§ Reading passage:
BEGIN

Success of Alaska Job Corps due to planning

MAT-SU -- One of many projects started by President Lyndon Baines Johnson in 1964 under the Equal Opportunity Act, Job Corps has provided more then two million disadvantaged and impoverished young people with the vocational and social skills training they need to become independent and to obtain long-term jobs or to further their education. Out of the 50 programs that the Johnson administration created, only Job Corps and Headstart still exist today. The Alaska Job Corps Center, located in Palmer, has been called one of the best out of the 120 centers in the United States.

The center, which houses 250 residential students, has made a name for itself throughout the community of Job Corps Centers across the country as being one of the best centers to train youth to be productive members of society. Having rephrased the mission statement to three short words "Dare to Climb," Ivy Lanthier, center director, also said, "We are just a tool; the students must take the risk." The staff agrees.

Susan Van Gorder, programs director, said, "This center would not be what it is without the students. It is the students, their professionalism and their desire to better themselves that keeps this center running smoothly."

Three factors account for the facility's success. One, it was the first center that was built from the ground up to be a Job Corps Center. This allowed AKJCC to start from scratch. Most centers were put into buildings once meant for something else, then later converted into a learning facility. New buildings deserved new blood.

END

§ Data for analysis:

BEGIN

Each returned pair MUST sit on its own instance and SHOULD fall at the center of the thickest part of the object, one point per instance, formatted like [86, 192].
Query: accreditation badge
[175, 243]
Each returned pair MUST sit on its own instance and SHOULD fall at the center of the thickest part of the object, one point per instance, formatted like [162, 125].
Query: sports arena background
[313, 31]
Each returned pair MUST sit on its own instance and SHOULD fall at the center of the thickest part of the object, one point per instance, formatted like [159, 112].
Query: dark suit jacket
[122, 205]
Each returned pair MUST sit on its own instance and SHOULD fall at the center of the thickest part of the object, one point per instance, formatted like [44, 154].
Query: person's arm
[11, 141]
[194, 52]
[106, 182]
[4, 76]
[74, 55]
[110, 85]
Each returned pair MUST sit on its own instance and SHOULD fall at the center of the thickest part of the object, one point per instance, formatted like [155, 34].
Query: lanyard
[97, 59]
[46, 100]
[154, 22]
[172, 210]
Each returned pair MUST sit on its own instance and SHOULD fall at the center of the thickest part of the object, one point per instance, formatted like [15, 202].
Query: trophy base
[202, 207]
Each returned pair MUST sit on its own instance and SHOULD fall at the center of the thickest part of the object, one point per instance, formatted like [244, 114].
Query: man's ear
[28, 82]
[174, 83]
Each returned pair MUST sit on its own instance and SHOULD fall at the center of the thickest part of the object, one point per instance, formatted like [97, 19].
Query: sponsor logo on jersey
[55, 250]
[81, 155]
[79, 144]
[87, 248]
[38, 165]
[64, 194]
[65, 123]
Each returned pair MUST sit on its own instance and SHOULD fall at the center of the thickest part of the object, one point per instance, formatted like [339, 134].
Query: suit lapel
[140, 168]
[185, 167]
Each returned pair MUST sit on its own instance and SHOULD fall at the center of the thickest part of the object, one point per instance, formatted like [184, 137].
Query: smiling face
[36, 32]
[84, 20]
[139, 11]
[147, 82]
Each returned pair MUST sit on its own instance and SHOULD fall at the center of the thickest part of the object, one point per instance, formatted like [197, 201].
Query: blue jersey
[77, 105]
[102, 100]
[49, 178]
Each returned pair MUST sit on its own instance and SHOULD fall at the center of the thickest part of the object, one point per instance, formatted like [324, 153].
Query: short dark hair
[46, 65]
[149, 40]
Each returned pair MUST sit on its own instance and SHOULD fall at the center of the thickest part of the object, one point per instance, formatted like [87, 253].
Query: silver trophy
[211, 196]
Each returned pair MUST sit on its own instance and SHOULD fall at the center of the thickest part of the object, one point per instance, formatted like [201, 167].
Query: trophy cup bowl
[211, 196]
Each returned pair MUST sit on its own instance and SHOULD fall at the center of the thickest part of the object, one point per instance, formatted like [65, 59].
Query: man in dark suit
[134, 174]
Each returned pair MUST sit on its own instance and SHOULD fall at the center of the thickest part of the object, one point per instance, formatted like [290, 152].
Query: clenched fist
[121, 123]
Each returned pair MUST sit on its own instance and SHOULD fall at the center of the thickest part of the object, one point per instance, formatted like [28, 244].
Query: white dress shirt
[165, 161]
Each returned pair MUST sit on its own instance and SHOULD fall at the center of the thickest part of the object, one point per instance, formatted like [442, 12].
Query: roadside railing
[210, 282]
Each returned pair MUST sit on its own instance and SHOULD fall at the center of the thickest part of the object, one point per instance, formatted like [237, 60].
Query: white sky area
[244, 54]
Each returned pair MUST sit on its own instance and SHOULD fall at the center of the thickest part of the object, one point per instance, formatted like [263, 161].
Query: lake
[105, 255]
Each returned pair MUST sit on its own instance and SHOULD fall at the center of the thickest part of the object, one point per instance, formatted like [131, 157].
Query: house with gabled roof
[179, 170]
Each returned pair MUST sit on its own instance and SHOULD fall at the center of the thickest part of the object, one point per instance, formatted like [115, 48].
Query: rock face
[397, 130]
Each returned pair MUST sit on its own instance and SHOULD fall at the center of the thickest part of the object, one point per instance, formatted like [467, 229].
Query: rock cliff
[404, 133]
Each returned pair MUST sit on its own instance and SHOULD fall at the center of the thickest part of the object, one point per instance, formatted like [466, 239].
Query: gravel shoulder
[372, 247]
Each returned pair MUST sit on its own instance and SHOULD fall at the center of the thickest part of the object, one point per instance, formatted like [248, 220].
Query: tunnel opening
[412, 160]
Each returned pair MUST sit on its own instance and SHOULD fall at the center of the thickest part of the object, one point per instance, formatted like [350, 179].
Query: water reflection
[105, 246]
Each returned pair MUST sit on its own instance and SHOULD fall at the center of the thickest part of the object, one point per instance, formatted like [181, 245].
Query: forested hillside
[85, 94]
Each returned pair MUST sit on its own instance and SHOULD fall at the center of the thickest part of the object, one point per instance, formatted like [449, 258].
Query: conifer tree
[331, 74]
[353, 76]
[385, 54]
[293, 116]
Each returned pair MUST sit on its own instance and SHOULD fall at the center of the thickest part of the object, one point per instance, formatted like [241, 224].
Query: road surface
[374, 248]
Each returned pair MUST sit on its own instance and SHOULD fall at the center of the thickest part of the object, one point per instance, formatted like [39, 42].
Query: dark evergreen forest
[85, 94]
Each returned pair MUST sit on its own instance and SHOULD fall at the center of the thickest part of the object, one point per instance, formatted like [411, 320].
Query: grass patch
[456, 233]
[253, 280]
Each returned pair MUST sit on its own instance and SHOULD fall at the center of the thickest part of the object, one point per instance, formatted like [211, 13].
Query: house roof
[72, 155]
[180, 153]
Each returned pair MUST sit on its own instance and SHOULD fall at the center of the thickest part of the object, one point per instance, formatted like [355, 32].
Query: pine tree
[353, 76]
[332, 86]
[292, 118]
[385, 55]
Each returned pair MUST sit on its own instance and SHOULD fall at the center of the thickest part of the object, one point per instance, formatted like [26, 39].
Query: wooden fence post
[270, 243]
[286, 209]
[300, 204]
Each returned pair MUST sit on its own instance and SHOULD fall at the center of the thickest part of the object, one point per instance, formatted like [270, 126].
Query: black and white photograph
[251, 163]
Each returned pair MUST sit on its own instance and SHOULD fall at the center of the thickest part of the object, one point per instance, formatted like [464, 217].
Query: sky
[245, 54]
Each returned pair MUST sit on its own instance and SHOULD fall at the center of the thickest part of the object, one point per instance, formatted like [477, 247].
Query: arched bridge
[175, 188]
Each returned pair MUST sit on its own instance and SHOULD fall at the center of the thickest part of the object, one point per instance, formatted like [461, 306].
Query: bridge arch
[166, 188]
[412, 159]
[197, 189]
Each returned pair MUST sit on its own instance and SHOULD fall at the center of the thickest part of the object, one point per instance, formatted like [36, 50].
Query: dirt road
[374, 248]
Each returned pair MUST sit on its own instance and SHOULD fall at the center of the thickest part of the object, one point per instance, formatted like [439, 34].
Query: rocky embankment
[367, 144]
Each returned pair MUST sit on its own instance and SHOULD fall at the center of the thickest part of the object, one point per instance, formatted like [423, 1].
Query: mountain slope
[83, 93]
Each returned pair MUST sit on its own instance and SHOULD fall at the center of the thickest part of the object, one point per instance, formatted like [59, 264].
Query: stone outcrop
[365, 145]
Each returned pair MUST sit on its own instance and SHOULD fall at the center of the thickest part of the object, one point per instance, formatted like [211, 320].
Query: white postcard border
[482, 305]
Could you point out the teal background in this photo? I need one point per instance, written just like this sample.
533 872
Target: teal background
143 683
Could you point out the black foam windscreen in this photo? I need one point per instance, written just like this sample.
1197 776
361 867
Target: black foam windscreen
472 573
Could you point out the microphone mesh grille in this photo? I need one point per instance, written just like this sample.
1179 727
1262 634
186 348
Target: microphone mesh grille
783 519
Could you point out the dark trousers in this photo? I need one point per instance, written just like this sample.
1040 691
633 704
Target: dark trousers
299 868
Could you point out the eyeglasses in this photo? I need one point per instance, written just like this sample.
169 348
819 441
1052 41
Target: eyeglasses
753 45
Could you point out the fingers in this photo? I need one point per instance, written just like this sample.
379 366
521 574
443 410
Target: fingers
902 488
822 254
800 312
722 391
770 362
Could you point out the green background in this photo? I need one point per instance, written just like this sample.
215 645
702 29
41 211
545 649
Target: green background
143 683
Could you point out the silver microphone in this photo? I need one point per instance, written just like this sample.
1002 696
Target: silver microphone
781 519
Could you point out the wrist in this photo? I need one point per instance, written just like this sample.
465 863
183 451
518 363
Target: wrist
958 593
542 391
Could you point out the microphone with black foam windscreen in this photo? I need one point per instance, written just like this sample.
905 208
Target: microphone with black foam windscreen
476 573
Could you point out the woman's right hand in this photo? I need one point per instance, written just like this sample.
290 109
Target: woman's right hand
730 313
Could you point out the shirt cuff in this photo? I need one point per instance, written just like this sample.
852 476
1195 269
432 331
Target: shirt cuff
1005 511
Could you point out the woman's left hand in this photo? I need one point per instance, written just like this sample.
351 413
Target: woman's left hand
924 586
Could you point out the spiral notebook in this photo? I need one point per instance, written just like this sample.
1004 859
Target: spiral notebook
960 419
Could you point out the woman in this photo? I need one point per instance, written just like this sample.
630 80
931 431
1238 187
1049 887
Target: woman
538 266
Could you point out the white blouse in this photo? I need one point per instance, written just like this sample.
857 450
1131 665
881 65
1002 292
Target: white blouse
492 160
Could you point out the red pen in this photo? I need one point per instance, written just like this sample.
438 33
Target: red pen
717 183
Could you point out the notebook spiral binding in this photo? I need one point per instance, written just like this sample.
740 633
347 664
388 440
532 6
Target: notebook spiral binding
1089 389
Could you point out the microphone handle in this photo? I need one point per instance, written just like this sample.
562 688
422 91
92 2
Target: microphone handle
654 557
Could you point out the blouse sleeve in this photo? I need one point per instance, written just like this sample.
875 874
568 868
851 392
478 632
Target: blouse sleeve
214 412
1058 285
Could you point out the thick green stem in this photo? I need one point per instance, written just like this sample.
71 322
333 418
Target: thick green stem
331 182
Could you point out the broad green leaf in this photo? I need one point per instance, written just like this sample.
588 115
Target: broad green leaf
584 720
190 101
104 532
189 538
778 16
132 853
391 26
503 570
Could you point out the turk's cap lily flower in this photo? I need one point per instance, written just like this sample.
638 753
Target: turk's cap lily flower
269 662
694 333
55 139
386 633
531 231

END

§ Exercise 1:
Decide whether each statement agrees with the Alaska Job Corps article, answering yes or no and quoting the deciding words of the article: (a) Job Corps and Headstart are the only programs from the Johnson administration's 50 that still exist. (b) The Palmer center houses 120 residential students. (c) The Alaska center was the first one built from the ground up to be a Job Corps Center.
§ Exercise 2:
Write out the Alaska Job Corps article from "MAT-SU -- One" up to and including "the United States.".

§ Answer box 1:
(a) Yes: "Out of the 50 programs that the Johnson administration created, only Job Corps and Headstart still exist today."
(b) No: "The center, which houses 250 residential students"
(c) Yes: "it was the first center that was built from the ground up to be a Job Corps Center."

§ Answer box 2:
MAT-SU -- One of many projects started by President Lyndon Baines Johnson in 1964 under the Equal Opportunity Act, Job Corps has provided more then two million disadvantaged and impoverished young people with the vocational and social skills training they need to become independent and to obtain long-term jobs or to further their education. Out of the 50 programs that the Johnson administration created, only Job Corps and Headstart still exist today. The Alaska Job Corps Center, located in Palmer, has been called one of the best out of the 120 centers in the United States.